__Task goal__: How many lines in the items below contain the string "ground"? Case counts. Reply with the number alone.

__Record list__:
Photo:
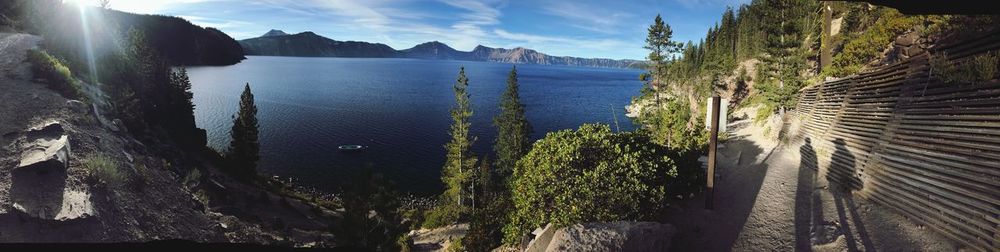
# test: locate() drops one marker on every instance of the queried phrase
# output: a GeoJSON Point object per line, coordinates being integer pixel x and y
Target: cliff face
{"type": "Point", "coordinates": [435, 50]}
{"type": "Point", "coordinates": [308, 44]}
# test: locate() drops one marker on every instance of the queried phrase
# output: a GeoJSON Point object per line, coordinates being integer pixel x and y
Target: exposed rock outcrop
{"type": "Point", "coordinates": [47, 146]}
{"type": "Point", "coordinates": [614, 236]}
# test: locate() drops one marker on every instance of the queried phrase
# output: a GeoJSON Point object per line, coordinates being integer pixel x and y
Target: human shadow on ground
{"type": "Point", "coordinates": [38, 190]}
{"type": "Point", "coordinates": [810, 213]}
{"type": "Point", "coordinates": [844, 199]}
{"type": "Point", "coordinates": [737, 185]}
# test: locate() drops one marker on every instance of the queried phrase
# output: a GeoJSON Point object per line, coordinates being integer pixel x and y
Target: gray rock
{"type": "Point", "coordinates": [907, 39]}
{"type": "Point", "coordinates": [543, 236]}
{"type": "Point", "coordinates": [77, 106]}
{"type": "Point", "coordinates": [118, 124]}
{"type": "Point", "coordinates": [128, 156]}
{"type": "Point", "coordinates": [614, 236]}
{"type": "Point", "coordinates": [46, 146]}
{"type": "Point", "coordinates": [912, 51]}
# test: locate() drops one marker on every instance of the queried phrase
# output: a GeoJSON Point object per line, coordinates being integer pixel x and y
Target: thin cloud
{"type": "Point", "coordinates": [698, 4]}
{"type": "Point", "coordinates": [582, 16]}
{"type": "Point", "coordinates": [562, 46]}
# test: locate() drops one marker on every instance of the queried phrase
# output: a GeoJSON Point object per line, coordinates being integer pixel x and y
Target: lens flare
{"type": "Point", "coordinates": [88, 45]}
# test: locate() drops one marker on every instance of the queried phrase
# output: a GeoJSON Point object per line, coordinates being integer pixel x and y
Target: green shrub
{"type": "Point", "coordinates": [572, 176]}
{"type": "Point", "coordinates": [669, 127]}
{"type": "Point", "coordinates": [55, 72]}
{"type": "Point", "coordinates": [405, 243]}
{"type": "Point", "coordinates": [455, 245]}
{"type": "Point", "coordinates": [985, 65]}
{"type": "Point", "coordinates": [982, 67]}
{"type": "Point", "coordinates": [440, 216]}
{"type": "Point", "coordinates": [104, 169]}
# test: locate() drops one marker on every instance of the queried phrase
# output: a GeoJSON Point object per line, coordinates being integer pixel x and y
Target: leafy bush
{"type": "Point", "coordinates": [985, 65]}
{"type": "Point", "coordinates": [371, 218]}
{"type": "Point", "coordinates": [455, 245]}
{"type": "Point", "coordinates": [104, 169]}
{"type": "Point", "coordinates": [571, 176]}
{"type": "Point", "coordinates": [55, 72]}
{"type": "Point", "coordinates": [405, 243]}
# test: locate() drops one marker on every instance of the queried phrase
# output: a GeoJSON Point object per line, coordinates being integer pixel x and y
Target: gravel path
{"type": "Point", "coordinates": [764, 201]}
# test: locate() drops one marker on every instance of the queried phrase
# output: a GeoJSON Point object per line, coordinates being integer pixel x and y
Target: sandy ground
{"type": "Point", "coordinates": [765, 201]}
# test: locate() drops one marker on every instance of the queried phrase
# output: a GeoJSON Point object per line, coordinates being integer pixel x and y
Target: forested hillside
{"type": "Point", "coordinates": [178, 40]}
{"type": "Point", "coordinates": [760, 54]}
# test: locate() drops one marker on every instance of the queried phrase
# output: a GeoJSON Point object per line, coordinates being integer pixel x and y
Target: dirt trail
{"type": "Point", "coordinates": [766, 201]}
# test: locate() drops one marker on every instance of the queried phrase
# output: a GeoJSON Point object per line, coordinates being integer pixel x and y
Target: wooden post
{"type": "Point", "coordinates": [712, 144]}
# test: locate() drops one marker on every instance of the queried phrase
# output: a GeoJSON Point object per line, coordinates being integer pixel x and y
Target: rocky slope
{"type": "Point", "coordinates": [154, 192]}
{"type": "Point", "coordinates": [178, 40]}
{"type": "Point", "coordinates": [308, 44]}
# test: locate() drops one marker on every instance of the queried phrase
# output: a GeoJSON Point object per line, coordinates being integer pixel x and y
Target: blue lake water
{"type": "Point", "coordinates": [398, 107]}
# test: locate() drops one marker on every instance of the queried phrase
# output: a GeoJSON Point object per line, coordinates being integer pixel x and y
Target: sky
{"type": "Point", "coordinates": [579, 28]}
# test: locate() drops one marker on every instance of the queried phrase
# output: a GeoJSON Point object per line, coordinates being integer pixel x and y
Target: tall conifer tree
{"type": "Point", "coordinates": [244, 150]}
{"type": "Point", "coordinates": [460, 161]}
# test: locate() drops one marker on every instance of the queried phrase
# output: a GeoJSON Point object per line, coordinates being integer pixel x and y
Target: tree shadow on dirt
{"type": "Point", "coordinates": [38, 190]}
{"type": "Point", "coordinates": [844, 199]}
{"type": "Point", "coordinates": [739, 179]}
{"type": "Point", "coordinates": [809, 214]}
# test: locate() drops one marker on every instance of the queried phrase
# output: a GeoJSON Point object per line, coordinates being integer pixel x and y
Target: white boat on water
{"type": "Point", "coordinates": [352, 147]}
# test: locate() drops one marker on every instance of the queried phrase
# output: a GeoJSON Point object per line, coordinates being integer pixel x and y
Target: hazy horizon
{"type": "Point", "coordinates": [587, 29]}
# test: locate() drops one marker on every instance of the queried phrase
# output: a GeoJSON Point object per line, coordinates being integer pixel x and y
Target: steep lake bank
{"type": "Point", "coordinates": [398, 107]}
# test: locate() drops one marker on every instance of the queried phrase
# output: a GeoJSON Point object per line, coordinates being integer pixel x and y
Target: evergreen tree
{"type": "Point", "coordinates": [371, 218]}
{"type": "Point", "coordinates": [244, 148]}
{"type": "Point", "coordinates": [460, 162]}
{"type": "Point", "coordinates": [492, 205]}
{"type": "Point", "coordinates": [659, 44]}
{"type": "Point", "coordinates": [512, 128]}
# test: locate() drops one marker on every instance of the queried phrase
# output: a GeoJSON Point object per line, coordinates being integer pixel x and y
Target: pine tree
{"type": "Point", "coordinates": [244, 148]}
{"type": "Point", "coordinates": [512, 128]}
{"type": "Point", "coordinates": [460, 161]}
{"type": "Point", "coordinates": [659, 44]}
{"type": "Point", "coordinates": [786, 32]}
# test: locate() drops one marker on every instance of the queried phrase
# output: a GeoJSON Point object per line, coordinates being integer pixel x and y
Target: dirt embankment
{"type": "Point", "coordinates": [48, 195]}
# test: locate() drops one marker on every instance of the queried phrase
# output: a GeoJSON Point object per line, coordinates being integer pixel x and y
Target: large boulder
{"type": "Point", "coordinates": [614, 236]}
{"type": "Point", "coordinates": [543, 236]}
{"type": "Point", "coordinates": [38, 183]}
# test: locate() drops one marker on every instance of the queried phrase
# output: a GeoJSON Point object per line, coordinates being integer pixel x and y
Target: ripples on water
{"type": "Point", "coordinates": [398, 107]}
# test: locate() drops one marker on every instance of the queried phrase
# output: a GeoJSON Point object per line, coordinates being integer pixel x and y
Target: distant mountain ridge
{"type": "Point", "coordinates": [309, 44]}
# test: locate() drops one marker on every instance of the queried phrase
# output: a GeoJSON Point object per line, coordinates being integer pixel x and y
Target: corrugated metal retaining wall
{"type": "Point", "coordinates": [928, 149]}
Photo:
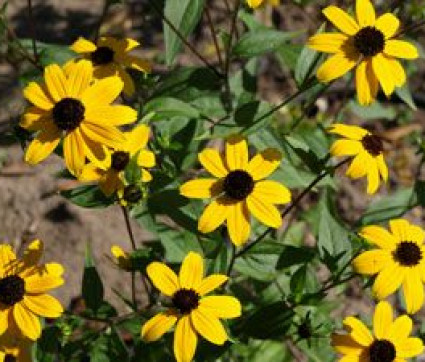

__Written reply__: 2